_Quoted passage_
The provider installed the LTE antenna in the past days, I’ll test this routing configuration in the next days.

I tested your configuration and it works as expected. Thanks.

I was and I’m still curious about the approach of

Thanks to the topic, I think I understood a bit better the matter, but I had to read many posts. I understood that both links are addressing failover and laod balancing wich is interesting becauase it’s my next step (if secondary LTE WAN has decent bandwidth).

So I’m now testing this approach. Following the help page I was unsuccessul, and, as a begginner, now it don’t understand some choice of this page, for example:

  • given that for laod balancing all traffic should be marked with ISP1 or ISP2, why the mangle rules are in output chain? marking in forward and output chain seems more correct;
  • there is a need to mark connection and then all packets from that connection? marking only packet is not enough?
  • why the mangle rules in output chain mark with ISP1 the packets that are leaving trough interface 1? if packets already have some out-interface, how a routing mark can affect the routing and steer them to another out-interface?
  • scope and target-scope in routes seems bizar.

I tried then to follow forum topic. I understand it better. In magle rules I mark all forwarded and output packets with ISP1 with few exceptions marked ISP2. Bu I still have some issue. Nothing works unless I also add default routes for both ISP in main routing table. Not sure if this affect results.

The need of default routes in main routing tables is not mentioned in the topic. But I read in help abut policy routing: For a user-created table to be able to resolve the destination, the main routing table should be able to resolve the destination too.

Maybe this behavior changed since the time the topic was written? It is correct to add two default routes in main table for both ISP with different distances?

_Problems_
• a. Answer these about the routing post:
(i) What did the provider install?
(ii) Which two things does the writer say both links address?
(iii) In the writer's mangle rules, which mark do most forwarded and output packets get?
• b. Please carry the routing post on from the point where it stops.
The material after this point is separate from the routing post.

Records pointing to named objects
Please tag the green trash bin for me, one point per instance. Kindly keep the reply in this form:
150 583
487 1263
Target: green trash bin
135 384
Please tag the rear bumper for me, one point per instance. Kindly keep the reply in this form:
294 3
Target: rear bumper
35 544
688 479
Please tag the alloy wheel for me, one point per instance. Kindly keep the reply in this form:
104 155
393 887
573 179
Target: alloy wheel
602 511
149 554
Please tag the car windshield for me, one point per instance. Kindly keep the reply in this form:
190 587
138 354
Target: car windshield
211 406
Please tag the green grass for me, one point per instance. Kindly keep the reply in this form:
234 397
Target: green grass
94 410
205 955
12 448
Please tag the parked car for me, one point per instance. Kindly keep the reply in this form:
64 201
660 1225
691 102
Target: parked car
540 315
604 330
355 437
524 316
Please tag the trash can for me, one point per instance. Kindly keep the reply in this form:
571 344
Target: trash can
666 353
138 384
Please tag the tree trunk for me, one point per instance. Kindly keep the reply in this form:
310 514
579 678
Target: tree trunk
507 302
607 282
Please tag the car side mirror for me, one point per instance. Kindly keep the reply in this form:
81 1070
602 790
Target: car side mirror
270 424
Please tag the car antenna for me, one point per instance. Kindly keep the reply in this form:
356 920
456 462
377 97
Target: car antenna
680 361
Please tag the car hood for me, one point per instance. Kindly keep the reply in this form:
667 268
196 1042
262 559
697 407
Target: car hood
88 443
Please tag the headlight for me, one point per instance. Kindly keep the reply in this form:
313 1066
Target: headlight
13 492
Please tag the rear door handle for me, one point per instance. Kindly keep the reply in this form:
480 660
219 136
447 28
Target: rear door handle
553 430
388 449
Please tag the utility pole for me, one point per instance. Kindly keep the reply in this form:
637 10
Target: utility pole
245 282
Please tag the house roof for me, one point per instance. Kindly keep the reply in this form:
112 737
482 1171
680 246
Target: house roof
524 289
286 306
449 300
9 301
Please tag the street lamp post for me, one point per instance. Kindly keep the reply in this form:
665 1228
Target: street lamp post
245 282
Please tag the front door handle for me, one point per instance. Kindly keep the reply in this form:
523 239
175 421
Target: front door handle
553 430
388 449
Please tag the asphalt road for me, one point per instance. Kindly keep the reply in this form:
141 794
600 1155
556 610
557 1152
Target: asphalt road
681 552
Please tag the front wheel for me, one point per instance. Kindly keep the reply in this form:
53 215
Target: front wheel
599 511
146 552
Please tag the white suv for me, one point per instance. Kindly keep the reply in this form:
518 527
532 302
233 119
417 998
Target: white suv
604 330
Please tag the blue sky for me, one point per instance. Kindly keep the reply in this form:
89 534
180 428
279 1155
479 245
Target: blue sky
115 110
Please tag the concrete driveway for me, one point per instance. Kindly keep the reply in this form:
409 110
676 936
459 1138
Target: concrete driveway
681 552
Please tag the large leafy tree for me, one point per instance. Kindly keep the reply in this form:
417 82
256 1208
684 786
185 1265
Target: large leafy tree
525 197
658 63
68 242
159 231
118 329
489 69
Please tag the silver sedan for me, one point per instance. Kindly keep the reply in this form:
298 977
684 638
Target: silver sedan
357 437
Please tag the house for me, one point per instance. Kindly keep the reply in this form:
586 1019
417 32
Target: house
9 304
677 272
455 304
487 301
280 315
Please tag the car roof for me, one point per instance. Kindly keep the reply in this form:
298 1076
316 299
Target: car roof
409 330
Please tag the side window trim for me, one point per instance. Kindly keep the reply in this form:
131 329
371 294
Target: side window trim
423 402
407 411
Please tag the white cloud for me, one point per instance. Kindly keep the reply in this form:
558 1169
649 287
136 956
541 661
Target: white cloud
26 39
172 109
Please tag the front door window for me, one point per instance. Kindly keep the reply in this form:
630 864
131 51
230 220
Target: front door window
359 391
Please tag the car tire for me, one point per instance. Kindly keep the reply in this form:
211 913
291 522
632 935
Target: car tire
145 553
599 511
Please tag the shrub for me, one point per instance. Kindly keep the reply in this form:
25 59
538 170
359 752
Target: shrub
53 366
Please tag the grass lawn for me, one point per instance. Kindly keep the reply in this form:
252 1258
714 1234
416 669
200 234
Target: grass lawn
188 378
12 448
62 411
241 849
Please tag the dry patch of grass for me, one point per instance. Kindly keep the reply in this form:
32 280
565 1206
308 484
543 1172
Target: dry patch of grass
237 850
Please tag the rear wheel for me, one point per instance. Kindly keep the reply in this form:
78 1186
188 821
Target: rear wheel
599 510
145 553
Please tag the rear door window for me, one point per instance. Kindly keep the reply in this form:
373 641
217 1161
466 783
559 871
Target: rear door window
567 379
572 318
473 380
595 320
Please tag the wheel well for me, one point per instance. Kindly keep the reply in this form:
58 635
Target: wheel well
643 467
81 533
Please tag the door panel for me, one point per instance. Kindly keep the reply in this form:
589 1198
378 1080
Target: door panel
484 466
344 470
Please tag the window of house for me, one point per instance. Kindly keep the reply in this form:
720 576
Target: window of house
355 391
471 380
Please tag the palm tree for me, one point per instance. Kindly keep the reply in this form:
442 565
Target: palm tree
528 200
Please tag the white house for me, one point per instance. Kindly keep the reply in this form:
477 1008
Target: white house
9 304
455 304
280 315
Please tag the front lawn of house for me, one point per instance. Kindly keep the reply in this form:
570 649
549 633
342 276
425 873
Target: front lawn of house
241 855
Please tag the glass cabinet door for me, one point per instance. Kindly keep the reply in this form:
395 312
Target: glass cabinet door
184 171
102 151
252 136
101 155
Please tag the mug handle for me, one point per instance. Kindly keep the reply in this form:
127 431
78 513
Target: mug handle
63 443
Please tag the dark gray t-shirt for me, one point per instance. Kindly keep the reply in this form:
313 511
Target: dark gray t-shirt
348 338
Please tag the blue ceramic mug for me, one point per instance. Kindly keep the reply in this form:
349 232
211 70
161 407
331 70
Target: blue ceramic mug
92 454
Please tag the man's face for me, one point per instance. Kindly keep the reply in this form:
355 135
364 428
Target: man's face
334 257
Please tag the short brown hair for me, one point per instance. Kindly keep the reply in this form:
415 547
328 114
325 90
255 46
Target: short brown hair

_Set of answers_
• a.
(i) The LTE antenna.
(ii) Failover and load balancing.
(iii) ISP1.

• b.
Think about it.
You either have default routes from ppoe or IP DCHP client because on checked the box for default routes.
OR
You have to create them manually.
++++++++++++++++++++++++++++
If one was adding a private IP address for the WANIP directly again you would then have to add a corresponding default route.

For initial traffic to and from the ISP and for any services to establsh handshakes, the router needs its primary routes.

We don’t have DHCP Client o PPPoE.
WAN Interfaces have fixed IP addresses from private range of ISP L2.

EDIT: please ignore following routes, see next post.

I think I made some progress. There was maybe some minor mistake in the previous routes, but there was a bigger mistake in magle roules.

Now fowarding work as expected and default routes in main table is not anymore required for correct load balancing and failover when forwarding a packet.

What still doesn’t work at all without a default route in main table is traffic originating from the router itself. Ping from terminal to any Internet host gives “no route to host”.

I tried to add routing marks to packets (or connection marks to connection + routing marks to packets) in many combinations in mangle output chain but it seems packets from the router are never marked and so never routed.

To start simple, what is the correct mangle rule to apply my “ISP1 routing mark” to every packet so that everything goes to ISP1 routing table.

5 X  ;;; Routing Mark for ISP1 (load balancing default)
      chain=output action=mark-routing new-routing-mark=ISP1 passthrough=yes src-address-type=local 
      dst-address-list=!rfc6890_not_global_ipv4 log=yes log-prefix="output-mark-ISP1"

Network diagram would be helpful to understand what devices are involved etc.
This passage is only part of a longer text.